Given records:
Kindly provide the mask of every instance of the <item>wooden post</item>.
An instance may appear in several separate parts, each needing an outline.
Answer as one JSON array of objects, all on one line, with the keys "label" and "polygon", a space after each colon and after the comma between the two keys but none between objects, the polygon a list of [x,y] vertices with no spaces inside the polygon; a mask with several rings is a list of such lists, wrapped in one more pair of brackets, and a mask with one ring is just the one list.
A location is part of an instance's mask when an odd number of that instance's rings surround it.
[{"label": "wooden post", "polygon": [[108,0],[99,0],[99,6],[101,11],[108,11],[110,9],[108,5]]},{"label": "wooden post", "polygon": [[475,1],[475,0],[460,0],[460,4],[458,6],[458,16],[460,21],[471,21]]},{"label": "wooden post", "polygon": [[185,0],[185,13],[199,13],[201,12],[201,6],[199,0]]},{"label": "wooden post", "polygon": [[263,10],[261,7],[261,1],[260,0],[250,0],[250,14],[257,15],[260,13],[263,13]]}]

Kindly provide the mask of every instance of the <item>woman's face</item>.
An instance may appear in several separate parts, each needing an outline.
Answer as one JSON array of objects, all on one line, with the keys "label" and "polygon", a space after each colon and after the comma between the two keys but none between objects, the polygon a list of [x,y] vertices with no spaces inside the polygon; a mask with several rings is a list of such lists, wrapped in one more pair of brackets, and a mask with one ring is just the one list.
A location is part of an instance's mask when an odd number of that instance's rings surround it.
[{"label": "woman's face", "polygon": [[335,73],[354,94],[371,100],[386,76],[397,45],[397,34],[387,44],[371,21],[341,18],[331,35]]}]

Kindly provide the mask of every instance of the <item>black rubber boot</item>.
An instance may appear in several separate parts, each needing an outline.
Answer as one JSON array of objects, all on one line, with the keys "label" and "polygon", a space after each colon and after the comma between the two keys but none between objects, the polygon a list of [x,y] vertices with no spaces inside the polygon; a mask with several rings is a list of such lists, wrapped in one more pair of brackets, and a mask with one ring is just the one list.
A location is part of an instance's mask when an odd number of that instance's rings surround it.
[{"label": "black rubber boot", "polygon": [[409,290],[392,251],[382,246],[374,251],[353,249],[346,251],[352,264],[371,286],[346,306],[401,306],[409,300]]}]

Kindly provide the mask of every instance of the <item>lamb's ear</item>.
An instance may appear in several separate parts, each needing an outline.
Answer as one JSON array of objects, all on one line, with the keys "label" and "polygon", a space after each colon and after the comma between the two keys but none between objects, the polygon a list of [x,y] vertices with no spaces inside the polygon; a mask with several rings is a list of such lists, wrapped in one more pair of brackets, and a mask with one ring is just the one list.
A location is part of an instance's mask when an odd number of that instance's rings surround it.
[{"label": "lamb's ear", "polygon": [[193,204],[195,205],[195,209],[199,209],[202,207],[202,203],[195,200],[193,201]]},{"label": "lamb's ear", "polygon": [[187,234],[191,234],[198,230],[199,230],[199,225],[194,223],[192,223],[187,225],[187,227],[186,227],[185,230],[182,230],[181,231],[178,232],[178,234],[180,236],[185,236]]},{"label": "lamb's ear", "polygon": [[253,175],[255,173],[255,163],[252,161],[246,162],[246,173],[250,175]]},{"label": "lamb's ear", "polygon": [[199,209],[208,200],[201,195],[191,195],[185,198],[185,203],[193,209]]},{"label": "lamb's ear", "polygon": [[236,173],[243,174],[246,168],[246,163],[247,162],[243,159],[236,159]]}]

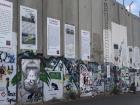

Problem statement:
Copy out all the lines above word for word, leaving the pictures out of your answer.

Exercise answer:
Kindly provide the mask of every instance of the <item>wooden post</item>.
An instance may appear in several separate parts, each needing an outline.
Answer as one JSON array of objects, all on one line, with the keys "label" and "polygon", a space after each colon and after the comma between the two keys but none between objects, the polygon a list of [x,y] vertices with no spaces inside the polygon; a mask with several rings is a list of such lists, wrapped in one more pair of brackets, and a mask with one ring is just the one list.
A location is part of an instance's mask when an odd number of that instance's rings surround it.
[{"label": "wooden post", "polygon": [[108,0],[99,0],[99,6],[101,11],[108,11],[110,9],[108,5]]},{"label": "wooden post", "polygon": [[475,1],[475,0],[460,0],[460,4],[458,6],[458,16],[460,21],[471,21]]},{"label": "wooden post", "polygon": [[185,0],[185,13],[199,13],[201,12],[201,6],[199,0]]},{"label": "wooden post", "polygon": [[263,10],[261,7],[261,1],[260,0],[250,0],[250,14],[257,15],[260,13],[263,13]]}]

Kindly provide the mask of every instance of the <item>woman's face</item>.
An instance may appear in several separate parts, each needing an outline.
Answer as one JSON array of objects, all on one line, with the keys "label" and "polygon", a space after each colon and after the comma between the two keys but none between objects, the polygon a list of [x,y] vertices with no spaces inside the polygon; a mask with several rings is a list of such lists, wrapped in one more pair of brackets, and a mask with one ring is just the one list.
A location is part of an instance's mask when an odd number of that instance's rings surround it.
[{"label": "woman's face", "polygon": [[335,73],[354,94],[371,100],[386,76],[397,45],[397,34],[387,44],[371,21],[341,18],[331,35]]}]

Kindly provide the mask of every instance of the <item>black rubber boot</item>.
An instance may appear in several separate parts, each needing an outline.
Answer as one JSON array of objects, all on one line, with the keys "label" and "polygon", a space after each colon and after the comma between the two keys but none between objects, the polygon a list of [x,y] vertices with no spaces inside the polygon; a mask with several rings is a list of such lists, wrapped in one more pair of brackets, and a mask with one ring is just the one list.
A location is part of an instance's mask when an odd number of that instance's rings surround it.
[{"label": "black rubber boot", "polygon": [[409,290],[392,251],[382,246],[374,251],[353,249],[346,251],[352,264],[371,286],[346,306],[401,306],[409,300]]}]

Kindly provide the mask of every instance of the <item>lamb's ear</item>.
An instance may appear in several separate parts, each needing an outline.
Answer as one JSON array of objects, all on one line, with the keys "label" and "polygon", a space after each colon and after the comma between the two keys but none between objects, the polygon a list of [x,y] vertices with no spaces inside the polygon; a mask with several rings is a list of such lists, wrapped in one more pair of brackets, and a mask with one ring is just the one list.
A location is part of an instance's mask when an odd number of that instance's rings surround it.
[{"label": "lamb's ear", "polygon": [[193,204],[195,205],[195,209],[199,209],[202,207],[202,203],[195,200],[193,201]]},{"label": "lamb's ear", "polygon": [[187,234],[191,234],[198,230],[199,230],[199,225],[194,223],[192,223],[187,225],[187,227],[186,227],[185,230],[182,230],[181,231],[178,232],[178,234],[180,236],[185,236]]},{"label": "lamb's ear", "polygon": [[253,175],[255,173],[255,163],[252,161],[246,162],[246,173],[250,175]]},{"label": "lamb's ear", "polygon": [[199,209],[208,200],[201,195],[191,195],[185,198],[185,203],[193,209]]},{"label": "lamb's ear", "polygon": [[236,173],[243,174],[246,168],[246,163],[247,162],[243,159],[236,159]]}]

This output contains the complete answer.